**Your instructions**: Print the entire El-P interview below without any changes.

**Extract**:
● ● ● ●

In the Magazine: El-P of Run the Jewels
When Killer Mike and El-P released their debut album together as Run the Jewels in 2013, they tapped into an unexpected energy that has reverberated beyond just music. It’s almost become a phenomenon; a unique something that is perhaps at the heart of their friendship and creative collaboration. “We weren't looking for anything,” El-P told me. “We just found each other and everything that has happened out of it has been this roller coaster of unexpected cooperation and synchronicity.”
What manifested itself with RTJ over the past two and a half years is the response to the hand gesture featured on the album covers that has become emblematic. That is where we begin our conversation with producer and rapper El-P about art becoming bigger than its creator, taking on new meanings in a specific moment in time and culture.
Alex Nicholson: Let’s start with the logo. It's rare that a band logo or album art takes on a life of its own. Wu-Tang, The Rolling Stones’ tongue, Black Flag, and Public Enemy's logos are among the few.
El-P: It came spontaneously. I had the name, Run the Jewels, and I was trying to figure out how to express that in different ways. It was just something that occurred to me. We were about to put together the artwork, and I took a picture of my hands doing the symbol and sent it to Nick Gazin. It just felt really direct.
You recently posted those original photos on Instagram.
Exactly, I put that up there for archival purposes. It just came to me, and it felt like it was the easiest, most distilled signifier of the idea behind Run the Jewels. You could look at it, not even speak English, and know what it was. And it was something that people could have physically connected to. That's how it started, man, like so many things: me sitting on my couch, probably high, just coming up with this idea. And of course, it was brought to life by the artist Nick Gazin, and subsequently, all of the amazing fans and artists who have connected and turned it into their own thing. It was not something that we really expected, but how can you possibly expect something like that?
It seems like the way it spread through social media sets it apart from viral band logos and artwork of the past. The closest comparison I can think of is throwing up the Wu-Tang “W” at a concert, but this is a whole different animal. Not only your fans, but everyone you meet, including presidential candidates, throws up the gesture for an Instagram photo-op.

● ● ● ●

Natural-language object grounding data:
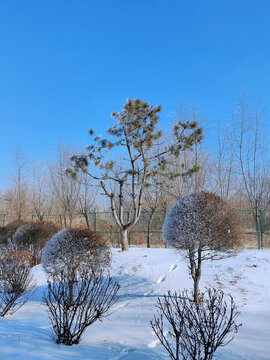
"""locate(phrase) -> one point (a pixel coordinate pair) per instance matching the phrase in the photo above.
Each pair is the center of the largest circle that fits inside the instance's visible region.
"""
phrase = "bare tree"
(86, 199)
(253, 160)
(41, 195)
(92, 297)
(16, 196)
(16, 283)
(137, 136)
(202, 226)
(66, 189)
(195, 331)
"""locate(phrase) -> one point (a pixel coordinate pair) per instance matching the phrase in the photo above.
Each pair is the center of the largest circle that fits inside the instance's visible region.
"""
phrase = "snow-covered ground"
(145, 274)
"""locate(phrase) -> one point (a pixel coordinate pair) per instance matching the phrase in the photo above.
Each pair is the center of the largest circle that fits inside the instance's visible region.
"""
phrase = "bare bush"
(33, 236)
(17, 285)
(202, 226)
(71, 249)
(195, 331)
(7, 232)
(73, 305)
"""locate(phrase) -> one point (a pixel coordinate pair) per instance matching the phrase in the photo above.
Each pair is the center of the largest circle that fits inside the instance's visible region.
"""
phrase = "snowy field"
(145, 274)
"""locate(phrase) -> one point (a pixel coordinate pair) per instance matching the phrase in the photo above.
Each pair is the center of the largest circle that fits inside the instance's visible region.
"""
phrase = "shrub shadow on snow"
(132, 287)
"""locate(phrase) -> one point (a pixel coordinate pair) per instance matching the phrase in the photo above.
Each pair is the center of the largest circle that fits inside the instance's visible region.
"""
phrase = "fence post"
(95, 222)
(261, 228)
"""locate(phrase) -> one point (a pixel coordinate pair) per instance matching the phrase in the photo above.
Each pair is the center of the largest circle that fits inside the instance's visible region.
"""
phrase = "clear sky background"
(66, 65)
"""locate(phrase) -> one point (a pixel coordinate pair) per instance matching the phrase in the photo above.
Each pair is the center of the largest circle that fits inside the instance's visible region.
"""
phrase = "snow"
(145, 274)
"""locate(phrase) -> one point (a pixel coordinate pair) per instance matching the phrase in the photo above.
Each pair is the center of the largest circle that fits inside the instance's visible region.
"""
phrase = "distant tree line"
(153, 172)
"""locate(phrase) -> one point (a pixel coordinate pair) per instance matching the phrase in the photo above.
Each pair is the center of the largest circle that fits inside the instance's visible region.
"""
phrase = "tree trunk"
(196, 281)
(149, 229)
(124, 240)
(86, 220)
(196, 275)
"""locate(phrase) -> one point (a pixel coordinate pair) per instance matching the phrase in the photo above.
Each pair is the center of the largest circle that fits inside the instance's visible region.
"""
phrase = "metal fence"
(103, 223)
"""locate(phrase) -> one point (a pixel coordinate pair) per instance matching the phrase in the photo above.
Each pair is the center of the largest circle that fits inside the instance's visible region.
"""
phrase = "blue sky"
(66, 65)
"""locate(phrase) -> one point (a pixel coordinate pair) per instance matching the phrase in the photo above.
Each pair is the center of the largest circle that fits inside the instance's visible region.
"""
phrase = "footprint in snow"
(173, 267)
(161, 279)
(123, 354)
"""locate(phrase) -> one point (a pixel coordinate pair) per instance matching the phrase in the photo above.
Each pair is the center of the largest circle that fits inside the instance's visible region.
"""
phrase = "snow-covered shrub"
(71, 249)
(203, 226)
(75, 304)
(33, 236)
(195, 331)
(16, 284)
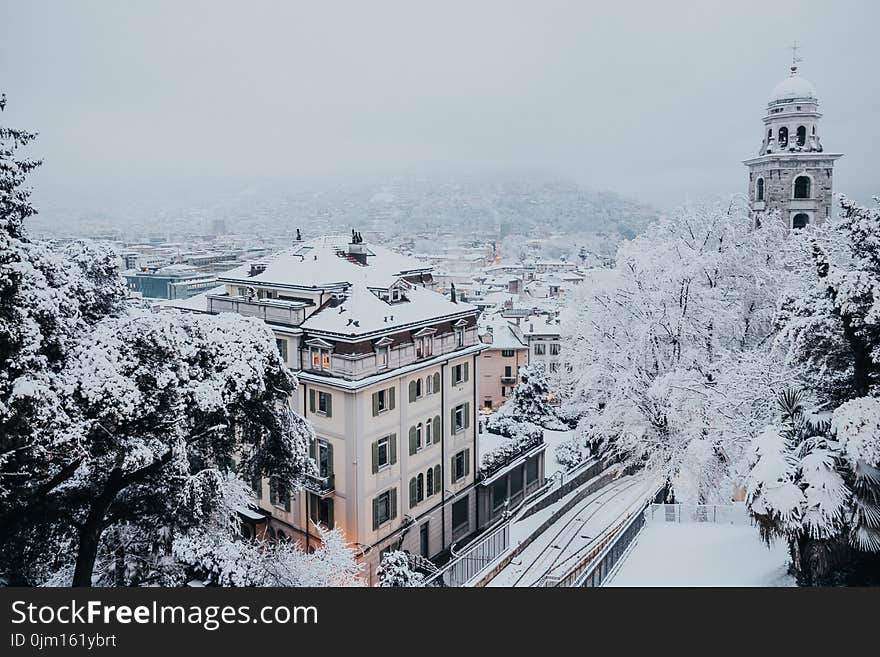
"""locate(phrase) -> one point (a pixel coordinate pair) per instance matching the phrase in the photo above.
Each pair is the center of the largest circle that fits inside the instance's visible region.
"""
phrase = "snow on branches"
(667, 350)
(395, 570)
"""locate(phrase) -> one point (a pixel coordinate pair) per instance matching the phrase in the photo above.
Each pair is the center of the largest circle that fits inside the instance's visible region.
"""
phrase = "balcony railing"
(499, 459)
(275, 311)
(320, 485)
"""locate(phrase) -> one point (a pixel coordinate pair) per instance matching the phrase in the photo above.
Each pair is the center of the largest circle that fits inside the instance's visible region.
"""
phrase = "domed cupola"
(793, 88)
(792, 173)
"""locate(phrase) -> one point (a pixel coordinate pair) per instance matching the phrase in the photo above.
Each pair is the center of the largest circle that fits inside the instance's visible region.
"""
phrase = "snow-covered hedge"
(572, 452)
(521, 437)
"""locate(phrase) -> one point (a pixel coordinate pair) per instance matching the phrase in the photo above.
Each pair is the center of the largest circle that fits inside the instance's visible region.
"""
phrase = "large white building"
(387, 371)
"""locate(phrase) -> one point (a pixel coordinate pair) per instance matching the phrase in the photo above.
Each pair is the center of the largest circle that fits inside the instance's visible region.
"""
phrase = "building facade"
(388, 373)
(506, 352)
(792, 175)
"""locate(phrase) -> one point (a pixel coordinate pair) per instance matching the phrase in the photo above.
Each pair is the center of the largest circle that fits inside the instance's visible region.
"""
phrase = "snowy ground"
(702, 554)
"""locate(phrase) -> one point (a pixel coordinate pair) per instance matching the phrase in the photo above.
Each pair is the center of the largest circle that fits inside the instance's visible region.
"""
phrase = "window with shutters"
(461, 465)
(424, 346)
(383, 453)
(281, 343)
(321, 510)
(382, 357)
(460, 417)
(460, 516)
(416, 490)
(325, 404)
(324, 458)
(384, 508)
(278, 495)
(383, 401)
(320, 358)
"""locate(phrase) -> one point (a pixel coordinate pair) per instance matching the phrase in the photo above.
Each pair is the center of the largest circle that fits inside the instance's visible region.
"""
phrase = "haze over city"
(658, 102)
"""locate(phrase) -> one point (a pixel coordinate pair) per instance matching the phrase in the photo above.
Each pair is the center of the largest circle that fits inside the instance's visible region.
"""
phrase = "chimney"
(356, 249)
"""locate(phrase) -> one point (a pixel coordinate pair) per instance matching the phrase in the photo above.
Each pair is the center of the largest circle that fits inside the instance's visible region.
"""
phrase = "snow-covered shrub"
(520, 438)
(395, 570)
(221, 560)
(528, 402)
(572, 452)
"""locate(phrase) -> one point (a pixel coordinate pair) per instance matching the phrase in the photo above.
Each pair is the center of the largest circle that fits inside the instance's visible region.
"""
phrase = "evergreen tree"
(122, 432)
(529, 402)
(829, 333)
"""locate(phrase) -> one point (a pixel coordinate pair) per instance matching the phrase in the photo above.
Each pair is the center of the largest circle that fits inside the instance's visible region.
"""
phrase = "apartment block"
(388, 373)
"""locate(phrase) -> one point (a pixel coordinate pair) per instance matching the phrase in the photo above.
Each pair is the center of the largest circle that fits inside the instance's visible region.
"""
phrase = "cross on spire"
(795, 60)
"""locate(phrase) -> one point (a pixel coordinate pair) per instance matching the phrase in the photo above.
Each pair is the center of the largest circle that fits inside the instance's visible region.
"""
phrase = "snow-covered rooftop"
(363, 312)
(318, 263)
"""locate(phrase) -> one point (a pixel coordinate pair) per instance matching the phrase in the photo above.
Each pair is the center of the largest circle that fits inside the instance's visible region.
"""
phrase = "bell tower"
(792, 174)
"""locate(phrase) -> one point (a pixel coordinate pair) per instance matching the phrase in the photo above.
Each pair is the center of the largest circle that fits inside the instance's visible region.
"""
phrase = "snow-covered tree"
(529, 401)
(668, 350)
(829, 335)
(220, 561)
(123, 431)
(48, 301)
(796, 489)
(396, 570)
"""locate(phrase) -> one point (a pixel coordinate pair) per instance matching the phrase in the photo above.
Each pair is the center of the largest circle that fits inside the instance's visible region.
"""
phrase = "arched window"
(800, 221)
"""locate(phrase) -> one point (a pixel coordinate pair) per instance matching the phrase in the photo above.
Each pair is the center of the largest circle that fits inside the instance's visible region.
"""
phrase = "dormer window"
(319, 354)
(424, 346)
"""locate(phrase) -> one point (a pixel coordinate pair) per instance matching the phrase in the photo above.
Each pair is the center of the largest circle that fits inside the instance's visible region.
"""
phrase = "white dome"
(793, 87)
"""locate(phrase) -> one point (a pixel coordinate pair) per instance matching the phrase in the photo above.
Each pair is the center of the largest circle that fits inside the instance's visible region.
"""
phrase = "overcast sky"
(656, 100)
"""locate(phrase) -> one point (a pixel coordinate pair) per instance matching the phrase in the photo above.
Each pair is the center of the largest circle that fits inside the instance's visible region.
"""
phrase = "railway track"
(556, 554)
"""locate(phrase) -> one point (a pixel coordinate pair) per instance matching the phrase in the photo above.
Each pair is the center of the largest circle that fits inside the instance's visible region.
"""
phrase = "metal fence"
(607, 560)
(475, 558)
(734, 514)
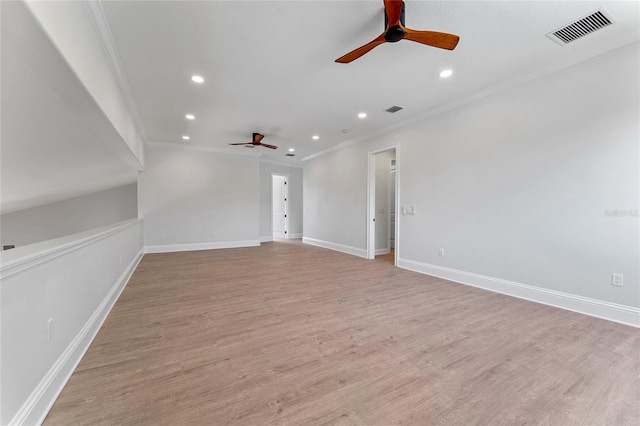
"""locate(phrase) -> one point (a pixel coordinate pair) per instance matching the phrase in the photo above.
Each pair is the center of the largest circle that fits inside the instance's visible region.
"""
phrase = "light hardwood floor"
(290, 334)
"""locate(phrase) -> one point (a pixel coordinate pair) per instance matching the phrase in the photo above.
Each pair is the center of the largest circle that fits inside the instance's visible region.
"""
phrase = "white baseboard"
(334, 246)
(623, 314)
(37, 406)
(168, 248)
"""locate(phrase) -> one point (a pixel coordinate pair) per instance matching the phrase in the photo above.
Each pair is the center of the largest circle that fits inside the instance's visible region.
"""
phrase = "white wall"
(294, 199)
(73, 280)
(79, 31)
(514, 187)
(197, 200)
(69, 216)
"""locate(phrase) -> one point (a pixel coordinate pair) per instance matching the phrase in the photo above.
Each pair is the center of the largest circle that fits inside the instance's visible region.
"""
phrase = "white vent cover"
(580, 28)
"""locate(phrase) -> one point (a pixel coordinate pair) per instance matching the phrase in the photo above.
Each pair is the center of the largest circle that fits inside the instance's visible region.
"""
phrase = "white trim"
(37, 406)
(286, 205)
(627, 37)
(336, 247)
(627, 315)
(169, 248)
(55, 248)
(298, 163)
(371, 197)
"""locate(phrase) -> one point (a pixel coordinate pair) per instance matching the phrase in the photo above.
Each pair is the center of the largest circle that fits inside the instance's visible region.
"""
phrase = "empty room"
(368, 212)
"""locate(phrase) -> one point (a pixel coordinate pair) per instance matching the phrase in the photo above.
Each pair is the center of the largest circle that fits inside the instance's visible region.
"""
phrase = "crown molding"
(621, 40)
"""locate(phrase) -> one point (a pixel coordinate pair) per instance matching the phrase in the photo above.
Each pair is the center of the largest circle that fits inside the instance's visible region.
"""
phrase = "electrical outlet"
(47, 335)
(616, 279)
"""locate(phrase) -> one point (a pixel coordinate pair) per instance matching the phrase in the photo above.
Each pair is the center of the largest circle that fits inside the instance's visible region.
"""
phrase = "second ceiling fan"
(257, 141)
(396, 31)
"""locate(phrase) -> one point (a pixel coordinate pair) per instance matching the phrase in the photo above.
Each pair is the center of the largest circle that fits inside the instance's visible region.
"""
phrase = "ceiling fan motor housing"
(395, 33)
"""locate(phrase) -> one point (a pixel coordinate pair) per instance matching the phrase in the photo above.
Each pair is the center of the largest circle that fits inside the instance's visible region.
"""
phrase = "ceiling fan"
(396, 31)
(257, 138)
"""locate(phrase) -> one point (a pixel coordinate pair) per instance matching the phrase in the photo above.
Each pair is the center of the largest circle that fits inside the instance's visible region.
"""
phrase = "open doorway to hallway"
(279, 214)
(382, 227)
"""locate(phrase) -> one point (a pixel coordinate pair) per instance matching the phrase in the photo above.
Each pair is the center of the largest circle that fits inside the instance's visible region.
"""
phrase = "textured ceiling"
(269, 65)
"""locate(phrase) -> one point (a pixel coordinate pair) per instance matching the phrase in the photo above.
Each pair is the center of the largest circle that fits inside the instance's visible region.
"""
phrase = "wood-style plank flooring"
(290, 334)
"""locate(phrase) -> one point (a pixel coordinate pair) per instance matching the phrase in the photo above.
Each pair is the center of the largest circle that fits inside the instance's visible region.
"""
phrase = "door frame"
(371, 203)
(286, 204)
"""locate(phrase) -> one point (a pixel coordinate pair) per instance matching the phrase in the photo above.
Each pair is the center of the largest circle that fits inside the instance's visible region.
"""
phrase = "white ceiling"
(269, 68)
(55, 139)
(269, 65)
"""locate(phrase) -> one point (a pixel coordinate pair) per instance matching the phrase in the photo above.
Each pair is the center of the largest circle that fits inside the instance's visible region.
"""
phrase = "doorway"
(382, 200)
(279, 215)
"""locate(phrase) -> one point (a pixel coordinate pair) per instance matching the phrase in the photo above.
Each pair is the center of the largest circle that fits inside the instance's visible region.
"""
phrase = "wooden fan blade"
(393, 9)
(432, 38)
(355, 54)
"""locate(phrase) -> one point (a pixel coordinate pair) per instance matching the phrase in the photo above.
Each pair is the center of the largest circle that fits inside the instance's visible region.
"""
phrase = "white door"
(279, 204)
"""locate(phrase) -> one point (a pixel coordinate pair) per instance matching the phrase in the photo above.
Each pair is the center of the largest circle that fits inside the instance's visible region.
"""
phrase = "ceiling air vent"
(581, 27)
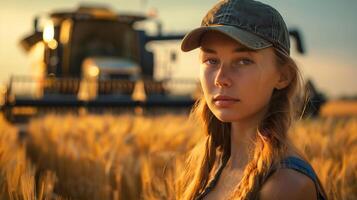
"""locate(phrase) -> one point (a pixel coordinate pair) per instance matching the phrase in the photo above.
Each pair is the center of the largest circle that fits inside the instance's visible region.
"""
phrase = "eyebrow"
(237, 50)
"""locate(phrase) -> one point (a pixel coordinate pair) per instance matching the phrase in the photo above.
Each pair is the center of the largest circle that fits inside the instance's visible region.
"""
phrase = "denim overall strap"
(305, 168)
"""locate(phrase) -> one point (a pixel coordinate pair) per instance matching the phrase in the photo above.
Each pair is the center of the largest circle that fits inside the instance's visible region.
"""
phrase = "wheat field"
(135, 157)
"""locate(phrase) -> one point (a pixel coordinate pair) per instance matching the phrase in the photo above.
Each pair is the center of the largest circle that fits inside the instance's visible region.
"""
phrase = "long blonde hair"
(270, 147)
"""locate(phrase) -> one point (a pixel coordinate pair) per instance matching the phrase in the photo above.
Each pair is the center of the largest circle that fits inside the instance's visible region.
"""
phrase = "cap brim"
(192, 40)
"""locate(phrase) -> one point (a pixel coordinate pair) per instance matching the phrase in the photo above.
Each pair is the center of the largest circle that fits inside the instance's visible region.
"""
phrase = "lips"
(224, 101)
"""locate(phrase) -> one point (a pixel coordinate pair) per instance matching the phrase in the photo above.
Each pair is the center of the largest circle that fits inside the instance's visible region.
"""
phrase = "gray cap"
(251, 23)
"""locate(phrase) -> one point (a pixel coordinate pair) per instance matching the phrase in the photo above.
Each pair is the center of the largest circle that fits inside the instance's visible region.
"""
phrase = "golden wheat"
(136, 157)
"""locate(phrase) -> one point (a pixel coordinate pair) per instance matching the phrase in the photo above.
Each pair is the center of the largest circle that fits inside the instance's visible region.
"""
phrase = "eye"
(243, 62)
(211, 62)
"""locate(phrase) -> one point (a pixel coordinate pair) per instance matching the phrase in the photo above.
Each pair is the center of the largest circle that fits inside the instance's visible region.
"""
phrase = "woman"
(249, 84)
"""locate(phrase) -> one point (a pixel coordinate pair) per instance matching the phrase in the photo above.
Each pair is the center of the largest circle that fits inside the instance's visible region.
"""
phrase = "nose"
(222, 79)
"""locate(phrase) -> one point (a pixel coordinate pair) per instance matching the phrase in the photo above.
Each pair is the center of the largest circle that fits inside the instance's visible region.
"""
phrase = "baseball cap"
(253, 24)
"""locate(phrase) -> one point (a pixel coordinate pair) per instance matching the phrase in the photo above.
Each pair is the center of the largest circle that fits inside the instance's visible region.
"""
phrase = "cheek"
(256, 89)
(206, 80)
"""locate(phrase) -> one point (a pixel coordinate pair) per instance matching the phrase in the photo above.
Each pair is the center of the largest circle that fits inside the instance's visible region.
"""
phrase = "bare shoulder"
(288, 184)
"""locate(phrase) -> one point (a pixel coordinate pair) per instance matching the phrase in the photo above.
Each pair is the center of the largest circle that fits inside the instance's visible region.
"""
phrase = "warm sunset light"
(48, 32)
(178, 100)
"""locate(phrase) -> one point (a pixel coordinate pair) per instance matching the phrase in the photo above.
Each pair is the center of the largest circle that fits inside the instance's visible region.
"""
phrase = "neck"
(243, 136)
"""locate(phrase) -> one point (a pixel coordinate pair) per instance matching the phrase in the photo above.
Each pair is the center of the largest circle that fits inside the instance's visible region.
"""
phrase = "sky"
(328, 27)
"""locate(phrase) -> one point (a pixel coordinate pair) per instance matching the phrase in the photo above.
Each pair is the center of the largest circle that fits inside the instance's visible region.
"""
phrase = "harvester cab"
(93, 57)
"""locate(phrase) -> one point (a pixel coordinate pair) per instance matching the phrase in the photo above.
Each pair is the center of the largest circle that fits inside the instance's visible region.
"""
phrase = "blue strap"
(300, 166)
(303, 167)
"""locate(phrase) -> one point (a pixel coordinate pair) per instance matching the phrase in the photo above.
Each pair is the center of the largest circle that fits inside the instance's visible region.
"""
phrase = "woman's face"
(237, 82)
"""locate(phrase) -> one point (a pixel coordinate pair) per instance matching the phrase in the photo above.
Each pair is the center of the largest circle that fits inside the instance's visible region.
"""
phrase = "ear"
(284, 78)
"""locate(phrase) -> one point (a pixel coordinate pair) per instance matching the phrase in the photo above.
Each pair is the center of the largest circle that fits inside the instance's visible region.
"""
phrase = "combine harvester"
(95, 60)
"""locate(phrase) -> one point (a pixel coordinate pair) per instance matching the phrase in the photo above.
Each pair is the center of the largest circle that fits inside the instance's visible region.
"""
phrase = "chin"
(226, 116)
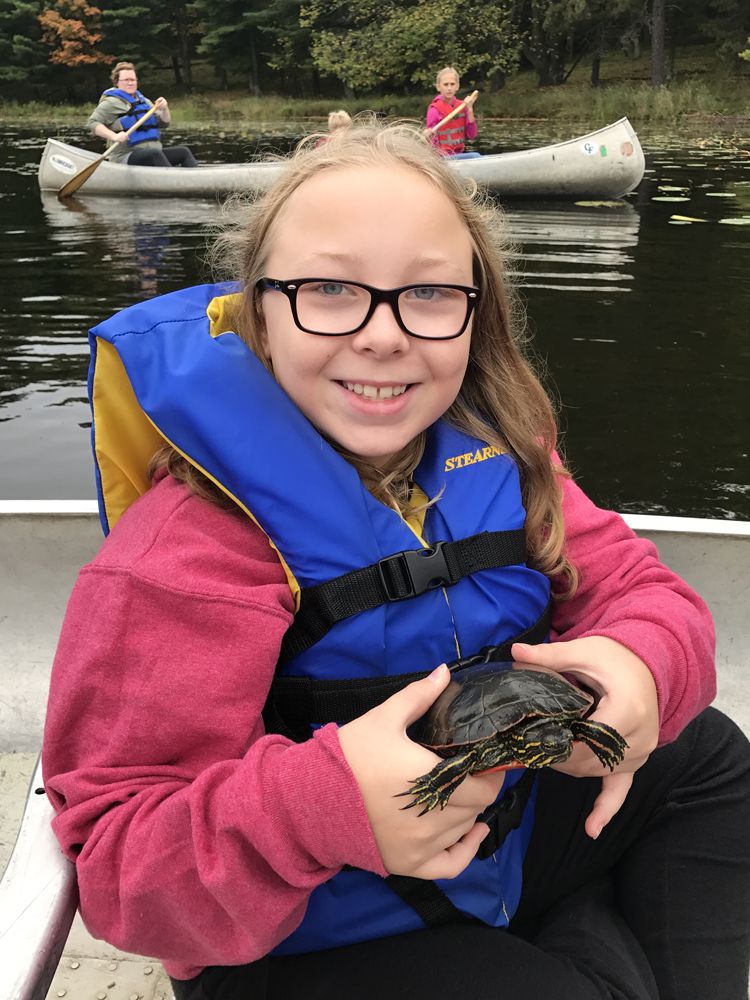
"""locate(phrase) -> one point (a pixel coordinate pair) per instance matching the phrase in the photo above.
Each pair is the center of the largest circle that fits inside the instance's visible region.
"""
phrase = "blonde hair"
(338, 119)
(500, 401)
(443, 71)
(115, 74)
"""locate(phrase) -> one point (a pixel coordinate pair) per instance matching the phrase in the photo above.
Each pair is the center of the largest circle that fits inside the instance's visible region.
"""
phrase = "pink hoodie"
(197, 838)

● ● ● ●

**Solution to the problem**:
In the Magazine: El-P of Run the Jewels
When Killer Mike and El-P released their debut album together as Run the Jewels in 2013, they tapped into an unexpected energy that has reverberated beyond just music. It’s almost become a phenomenon; a unique something that is perhaps at the heart of their friendship and creative collaboration. “We weren't looking for anything,” El-P told me. “We just found each other and everything that has happened out of it has been this roller coaster of unexpected cooperation and synchronicity.”
What manifested itself with RTJ over the past two and a half years is the response to the hand gesture featured on the album covers that has become emblematic. That is where we begin our conversation with producer and rapper El-P about art becoming bigger than its creator, taking on new meanings in a specific moment in time and culture.
Alex Nicholson: Let’s start with the logo. It's rare that a band logo or album art takes on a life of its own. Wu-Tang, The Rolling Stones’ tongue, Black Flag, and Public Enemy's logos are among the few.
El-P: It came spontaneously. I had the name, Run the Jewels, and I was trying to figure out how to express that in different ways. It was just something that occurred to me. We were about to put together the artwork, and I took a picture of my hands doing the symbol and sent it to Nick Gazin. It just felt really direct.
You recently posted those original photos on Instagram.
Exactly, I put that up there for archival purposes. It just came to me, and it felt like it was the easiest, most distilled signifier of the idea behind Run the Jewels. You could look at it, not even speak English, and know what it was. And it was something that people could have physically connected to. That's how it started, man, like so many things: me sitting on my couch, probably high, just coming up with this idea. And of course, it was brought to life by the artist Nick Gazin, and subsequently, all of the amazing fans and artists who have connected and turned it into their own thing. It was not something that we really expected, but how can you possibly expect something like that?
It seems like the way it spread through social media sets it apart from viral band logos and artwork of the past. The closest comparison I can think of is throwing up the Wu-Tang “W” at a concert, but this is a whole different animal. Not only your fans, but everyone you meet, including presidential candidates, throws up the gesture for an Instagram photo-op.